**Your objective:** Give the entries again, word for word.

**Supplied entries:**

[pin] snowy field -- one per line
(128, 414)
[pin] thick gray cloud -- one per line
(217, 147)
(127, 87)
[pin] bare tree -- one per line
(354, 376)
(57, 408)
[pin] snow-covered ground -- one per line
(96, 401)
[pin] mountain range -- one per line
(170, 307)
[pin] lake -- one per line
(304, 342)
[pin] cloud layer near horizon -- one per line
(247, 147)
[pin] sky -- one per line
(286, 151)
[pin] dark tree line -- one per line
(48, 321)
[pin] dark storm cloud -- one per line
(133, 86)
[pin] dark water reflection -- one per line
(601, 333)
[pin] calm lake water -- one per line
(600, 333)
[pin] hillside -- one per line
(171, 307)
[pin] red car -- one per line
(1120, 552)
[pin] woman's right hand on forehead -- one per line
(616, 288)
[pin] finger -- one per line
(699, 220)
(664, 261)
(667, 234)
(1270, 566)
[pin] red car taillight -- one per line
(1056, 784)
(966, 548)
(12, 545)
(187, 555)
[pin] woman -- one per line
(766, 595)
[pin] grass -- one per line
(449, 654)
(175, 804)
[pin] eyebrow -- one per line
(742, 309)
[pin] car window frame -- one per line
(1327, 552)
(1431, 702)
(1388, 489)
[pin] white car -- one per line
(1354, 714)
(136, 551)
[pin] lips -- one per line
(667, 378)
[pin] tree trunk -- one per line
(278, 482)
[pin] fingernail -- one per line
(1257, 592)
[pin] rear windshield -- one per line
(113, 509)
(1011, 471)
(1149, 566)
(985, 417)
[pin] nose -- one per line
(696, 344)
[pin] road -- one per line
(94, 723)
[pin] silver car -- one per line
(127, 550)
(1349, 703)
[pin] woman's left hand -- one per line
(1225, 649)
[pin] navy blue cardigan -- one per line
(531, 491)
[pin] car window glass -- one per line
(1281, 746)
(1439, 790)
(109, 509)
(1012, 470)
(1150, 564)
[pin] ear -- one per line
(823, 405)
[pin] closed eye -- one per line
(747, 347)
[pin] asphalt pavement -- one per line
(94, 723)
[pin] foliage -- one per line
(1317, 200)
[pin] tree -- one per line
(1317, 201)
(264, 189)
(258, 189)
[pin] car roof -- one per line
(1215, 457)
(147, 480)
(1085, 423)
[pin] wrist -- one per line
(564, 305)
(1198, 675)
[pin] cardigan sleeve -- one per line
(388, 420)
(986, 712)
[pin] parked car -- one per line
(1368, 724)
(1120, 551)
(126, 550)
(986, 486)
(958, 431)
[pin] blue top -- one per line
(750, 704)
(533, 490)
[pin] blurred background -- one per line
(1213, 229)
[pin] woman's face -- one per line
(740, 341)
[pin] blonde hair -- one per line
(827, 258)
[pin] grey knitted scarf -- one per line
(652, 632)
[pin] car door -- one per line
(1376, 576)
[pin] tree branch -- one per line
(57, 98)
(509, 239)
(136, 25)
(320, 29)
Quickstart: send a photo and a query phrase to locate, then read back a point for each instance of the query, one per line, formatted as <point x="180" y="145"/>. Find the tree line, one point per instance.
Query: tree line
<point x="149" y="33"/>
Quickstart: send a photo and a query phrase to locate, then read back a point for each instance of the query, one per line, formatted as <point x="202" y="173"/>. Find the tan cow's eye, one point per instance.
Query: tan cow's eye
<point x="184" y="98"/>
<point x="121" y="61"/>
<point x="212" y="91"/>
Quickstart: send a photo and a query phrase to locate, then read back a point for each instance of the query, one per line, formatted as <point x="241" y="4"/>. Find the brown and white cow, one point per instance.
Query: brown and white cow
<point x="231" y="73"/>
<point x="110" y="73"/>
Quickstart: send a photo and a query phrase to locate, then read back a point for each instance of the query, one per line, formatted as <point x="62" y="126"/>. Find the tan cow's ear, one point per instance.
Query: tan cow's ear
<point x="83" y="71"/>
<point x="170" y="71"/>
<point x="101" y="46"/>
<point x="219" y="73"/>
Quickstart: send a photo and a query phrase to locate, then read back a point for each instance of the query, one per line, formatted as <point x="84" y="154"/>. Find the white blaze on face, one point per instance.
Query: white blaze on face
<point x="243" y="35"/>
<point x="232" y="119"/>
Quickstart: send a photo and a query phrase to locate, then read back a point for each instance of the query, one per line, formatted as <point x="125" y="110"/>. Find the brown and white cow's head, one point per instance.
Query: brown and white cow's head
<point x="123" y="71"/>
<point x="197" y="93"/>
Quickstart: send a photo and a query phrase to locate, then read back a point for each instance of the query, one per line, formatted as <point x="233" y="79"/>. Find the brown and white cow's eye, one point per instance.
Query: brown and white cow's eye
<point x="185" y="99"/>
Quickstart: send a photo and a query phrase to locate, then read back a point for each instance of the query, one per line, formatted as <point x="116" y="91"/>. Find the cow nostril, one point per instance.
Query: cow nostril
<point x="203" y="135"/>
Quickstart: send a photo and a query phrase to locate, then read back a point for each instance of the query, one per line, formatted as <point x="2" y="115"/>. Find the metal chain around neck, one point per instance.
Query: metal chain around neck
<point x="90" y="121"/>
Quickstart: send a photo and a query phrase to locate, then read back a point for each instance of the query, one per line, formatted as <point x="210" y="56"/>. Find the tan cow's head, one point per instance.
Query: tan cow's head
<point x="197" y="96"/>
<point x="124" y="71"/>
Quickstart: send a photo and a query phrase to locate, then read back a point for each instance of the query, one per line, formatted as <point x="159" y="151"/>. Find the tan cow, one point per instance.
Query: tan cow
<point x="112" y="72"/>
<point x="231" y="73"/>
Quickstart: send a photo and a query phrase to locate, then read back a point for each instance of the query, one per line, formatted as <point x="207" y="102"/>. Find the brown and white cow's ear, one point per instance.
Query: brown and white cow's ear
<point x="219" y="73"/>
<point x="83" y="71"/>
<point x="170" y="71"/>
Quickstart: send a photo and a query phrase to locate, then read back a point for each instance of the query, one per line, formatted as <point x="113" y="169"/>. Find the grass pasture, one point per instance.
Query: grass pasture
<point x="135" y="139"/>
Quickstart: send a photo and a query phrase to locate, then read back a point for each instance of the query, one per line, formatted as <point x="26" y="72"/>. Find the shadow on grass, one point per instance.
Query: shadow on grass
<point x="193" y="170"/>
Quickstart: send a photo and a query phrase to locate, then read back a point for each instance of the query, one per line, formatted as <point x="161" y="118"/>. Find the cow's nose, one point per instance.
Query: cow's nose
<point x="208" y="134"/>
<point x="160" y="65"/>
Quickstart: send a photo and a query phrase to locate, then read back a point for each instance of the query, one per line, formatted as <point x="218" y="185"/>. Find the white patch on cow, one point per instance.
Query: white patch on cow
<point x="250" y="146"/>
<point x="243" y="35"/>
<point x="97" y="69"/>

**Solution below:**
[pin] snowy field -- one per line
(128, 414)
[pin] thick gray cloud -- one per line
(217, 147)
(127, 87)
[pin] bare tree -- one per line
(354, 376)
(57, 408)
[pin] snow-covered ground -- one per line
(96, 401)
[pin] mountain range -- one per line
(170, 307)
[pin] lake -- one per line
(304, 342)
[pin] cloud layer near horizon -- one per line
(247, 147)
[pin] sky -- one per line
(286, 151)
[pin] dark tree line -- one per line
(48, 321)
[pin] dark storm cloud -- one per line
(133, 86)
[pin] dark water reflection -- one per line
(601, 333)
[pin] calm lake water -- one per line
(600, 333)
[pin] hillside -- one per line
(171, 307)
[pin] red car -- one per line
(1120, 552)
[pin] woman's right hand on forehead -- one per line
(616, 288)
[pin] finger -- one per line
(699, 220)
(664, 261)
(667, 234)
(1270, 566)
[pin] red car taillight -- one per line
(1056, 784)
(966, 548)
(12, 545)
(187, 555)
[pin] woman -- one per line
(766, 595)
[pin] grass -- one per line
(449, 654)
(175, 804)
[pin] eyebrow -- one per line
(742, 309)
[pin] car window frame -- one per line
(1327, 552)
(1431, 702)
(1388, 489)
[pin] white car -- one per line
(1354, 714)
(136, 551)
[pin] lips -- one per line
(667, 378)
[pin] tree trunk -- one per line
(278, 482)
[pin] fingernail -- one per line
(1257, 592)
[pin] rear windshield -- one per line
(113, 509)
(1011, 471)
(1149, 566)
(985, 417)
[pin] nose -- one per line
(696, 344)
[pin] road -- one per line
(94, 723)
[pin] silver car -- one per line
(127, 550)
(1349, 703)
[pin] woman's left hand -- one per line
(1225, 649)
[pin] navy blue cardigan -- one per line
(531, 491)
[pin] car window glass -- one per line
(1281, 746)
(1439, 790)
(109, 509)
(1012, 470)
(1150, 564)
[pin] ear -- one per line
(823, 405)
[pin] closed eye -- one per line
(747, 347)
[pin] asphalt pavement -- one per line
(94, 723)
[pin] foliage -- one per line
(1317, 200)
[pin] tree -- one per line
(1317, 201)
(264, 189)
(258, 189)
[pin] car roof -- one per line
(1215, 457)
(147, 480)
(1085, 423)
[pin] wrist -- one per line
(564, 305)
(1198, 675)
[pin] cardigan sleeve -- one per line
(388, 420)
(986, 712)
[pin] parked car -- one per line
(1368, 724)
(1120, 551)
(126, 550)
(986, 486)
(958, 431)
[pin] blue top -- one per line
(750, 704)
(533, 490)
[pin] blurred background -- one per line
(1213, 229)
[pin] woman's face -- one per line
(740, 341)
[pin] blonde hair -- one per line
(827, 258)
[pin] grey knitted scarf -- one per line
(652, 632)
[pin] car door -- one per line
(1376, 576)
[pin] tree branch -- one per line
(57, 98)
(509, 239)
(136, 25)
(320, 29)
Quickstart: send a photo and a query phrase to locate, then read back a point for each instance of the query, one per line, formatted as <point x="180" y="145"/>. Find the tree line, one point per instance.
Query: tree line
<point x="149" y="33"/>
Quickstart: send a photo and a query phrase to locate, then read back a point for each instance of the query, one per line, formatted as <point x="202" y="173"/>. Find the tan cow's eye, one point per instance.
Query: tan cow's eye
<point x="184" y="98"/>
<point x="121" y="61"/>
<point x="212" y="91"/>
Quickstart: send a photo and a query phrase to locate, then read back a point for each instance of the query, one per line, formatted as <point x="241" y="4"/>. Find the brown and white cow, one point per instance.
Query: brown and white cow
<point x="231" y="73"/>
<point x="110" y="73"/>
Quickstart: send a photo and a query phrase to locate, then read back a point for each instance of the query, one per line, formatted as <point x="62" y="126"/>. Find the tan cow's ear, one point per instance.
Query: tan cow's ear
<point x="83" y="71"/>
<point x="170" y="71"/>
<point x="101" y="46"/>
<point x="219" y="73"/>
Quickstart: send a photo and a query phrase to locate, then read back a point for each instance of the query, one per line, formatted as <point x="84" y="154"/>. Find the white blaze on face, one point per instance.
Query: white blaze on face
<point x="243" y="35"/>
<point x="232" y="119"/>
Quickstart: send a photo and a query phrase to locate, then read back a point for each instance of the query, one per line, formatted as <point x="125" y="110"/>. Find the brown and white cow's head, one point per instance.
Query: brown and white cow's head
<point x="123" y="71"/>
<point x="197" y="93"/>
Quickstart: send a photo and a query phrase to locate, then read back a point for each instance of the query, one per line, formatted as <point x="233" y="79"/>. Find the brown and white cow's eye, one point per instance.
Query: brown and white cow's eye
<point x="185" y="99"/>
Quickstart: send a photo and a query phrase to locate, then read back a point for each instance of the query, one per line, formatted as <point x="116" y="91"/>. Find the cow nostril, one point per instance.
Query: cow nostril
<point x="203" y="135"/>
Quickstart: send a photo and a query phrase to locate, then read back a point for each instance of the query, one per line, formatted as <point x="2" y="115"/>. Find the metal chain around neck, one point per instance.
Query: metal chain around neck
<point x="90" y="121"/>
Quickstart: send a photo and a query phrase to locate, then read back a point for each instance of the query, one per line, formatted as <point x="210" y="56"/>. Find the tan cow's head, one point per instance.
Query: tan cow's head
<point x="197" y="96"/>
<point x="124" y="71"/>
Quickstart: send a photo and a query phrase to locate, then read back a point for each instance of the query, one per line, formatted as <point x="159" y="151"/>. Find the tan cow, one point per instance.
Query: tan cow
<point x="112" y="72"/>
<point x="231" y="73"/>
Quickstart: send a photo and a query phrase to locate, then read back a point for each instance of the query, one per line, formatted as <point x="207" y="102"/>. Find the brown and white cow's ear, one point per instance.
Query: brown and white cow's ear
<point x="219" y="73"/>
<point x="83" y="71"/>
<point x="170" y="71"/>
Quickstart: send a photo and a query phrase to locate, then read back a point for each instance of the query, one per line, formatted as <point x="113" y="169"/>. Find the grass pasture, one point per instance.
Query: grass pasture
<point x="135" y="139"/>
Quickstart: send a photo and a query phrase to locate, then read back a point for each instance of the query, one per line, formatted as <point x="26" y="72"/>. Find the shadow on grass, one point per instance.
Query: shadow on grass
<point x="193" y="170"/>
Quickstart: send a photo and a query phrase to locate, then read back a point for each instance of the query, one per line, formatted as <point x="161" y="118"/>. Find the cow's nose, one point per instance.
Query: cow's nose
<point x="208" y="134"/>
<point x="160" y="65"/>
Quickstart: send a photo and a query phrase to locate, then read back a point for each instance of the query, one per line, formatted as <point x="218" y="185"/>. Find the white patch on cow, one point per instance.
Query: white patch on cow
<point x="250" y="146"/>
<point x="243" y="35"/>
<point x="97" y="69"/>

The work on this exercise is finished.